■ Text to read
[start]

United States District Court, W.D. Wisconsin

March 19, 2018


          OPINION & ORDER


         Plaintiffs (a labor organization, employee benefit plan, and the plan's trustee and fiduciary) bring claims against defendant Kathleen M. Froode for violations of the Employee Retirement Income Security Act (ERISA), civil theft, and conversion. Dkt. 1. Plaintiffs move for summary judgment. Dkt. 19. The court will grant plaintiffs' motion on the civil theft claim, deny the motion on the remaining claims, and notify plaintiffs that it intends to resolve the remaining claims as a matter of law before trial.


         Froode appears pro se. The court extended Froode's summary judgment response deadline based on her representation that she was hiring counsel, see Dkt. 29, but despite the extension, she filed her response on the original deadline, and no counsel has appeared on her behalf. At the court's prompting, Froode indicated that she was “still in the process of securing local pro bono counsel that can assist [her] at summary judgment.” Dkt. 40. The court will construe Froode's response as a motion for a second extension of her response deadline and deny it. The court has already allowed Froode a second chance at her response brief, see Dkt. 27, which she took advantage of. Because of the second chance and several extensions, time is now running out to issue a summary judgment opinion before the parties' pretrial filings are due on April 20. Froode has had sufficient time to prepare her response and to attempt to obtain counsel, so the court will not further delay its consideration of plaintiffs' summary judgment motion.


         The following facts are material and, except where noted, undisputed.

         Plaintiff Wisconsin Masons 401(k) Fund (the fund) is an employee benefit plan affiliated with plaintiff Bricklayers and Allied Craftworkers District Council of Wisconsin (the union), a union that represents construction workers. Plaintiff Bill Bonlender is a trustee and fiduciary of the fund. Defendant Kathleen M. Froode is the sole member and president of Masonry Specialists II, LLC, a now-defunct construction company.

[end]

■ What to do
A - Answer these questions from the court opinion:
(i) By what date are the parties' pretrial filings due?
(ii) Who is named as a trustee and fiduciary of the fund?
(iii) Of which company is Froode the sole member and president?
B - Write the next part of the court opinion, picking up after its final sentence.

[Coordinate annotation records]
[start]

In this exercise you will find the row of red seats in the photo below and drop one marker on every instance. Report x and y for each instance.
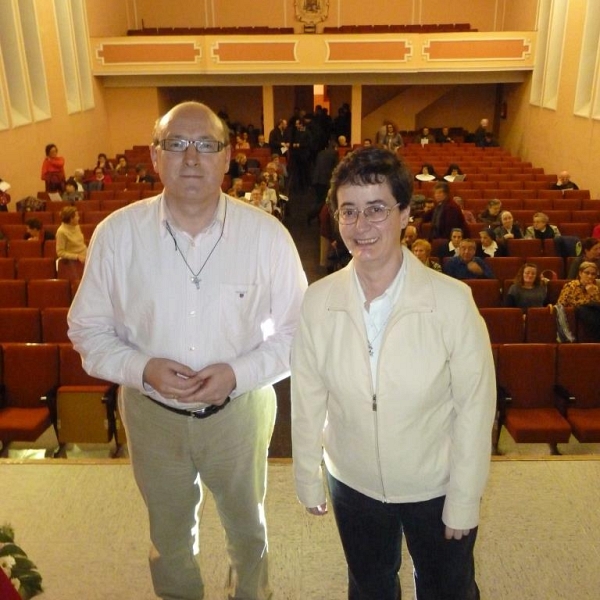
(44, 385)
(542, 395)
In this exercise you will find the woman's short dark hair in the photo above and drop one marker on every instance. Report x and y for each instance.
(372, 166)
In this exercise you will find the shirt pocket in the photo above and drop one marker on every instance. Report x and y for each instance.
(240, 310)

[end]

■ Answer list
A -
(i) April 20
(ii) Bill Bonlender
(iii) Masonry Specialists II, LLC

B -
         In 2007 and 2008, Masonry Specialists entered into collective bargaining agreements (CBAs) with the union. The CBAs were in force through at least May 31, 2014. Under the CBAs, Masonry Specialists was to deduct “hourly working dues” from each employee's wages and remit them monthly to the union, no later than “the month following the month during which the deductions were made.” Dkt. 21-2, § 21.1. Masonry Specialists was also to remit to the fund monthly 401(k) contributions agreed to by each employee. These 401(k) contributions were to be deposited “at the end of each month in which the work was performed, but not later than the fifteenth day of the following month, after which time the payments will be considered delinquent.” Id. § 17.7. In the case of delinquent payments to the fund, the CBAs allowed for a 20 percent assessment of the delinquent payments “as liquidated damages” and interest of 1.5 percent per month on the unpaid delinquent balance. Id. They also allowed for “reasonable attorney's fees and any other costs and expenses reasonably arising in connection with any collection action.” Id.

         Masonry Specialists generally followed the CBAs' requirements: Froode would deduct dues and 401(k) contributions from employee's wages and remit them to the union and the fund, respectively. But some of the dues that Masonry Specialists deducted in November 2011 through January 2012-specifically, $6, 897.84-were never remitted to the union, despite a March 23, 2012 demand for payment. See Dkt. 22-1. And between April 2010 through January 2013, some of the 401(k) contributions were paid late, resulting in $420.26 in interest that has not been paid.


         Plaintiffs move for summary judgment on all of their claims. Summary judgment is appropriate if plaintiffs show that they are “entitled to judgment as a matter of law.” Fed.R.Civ.P. 56(a). To avoid summary judgment, Froode must “demonstrate that the record, taken as a whole, could permit a rational finder of fact to rule in [her] favor.” Johnson v. City of Fort Wayne, 91 F.3d 922, 931 (7th Cir. 1996).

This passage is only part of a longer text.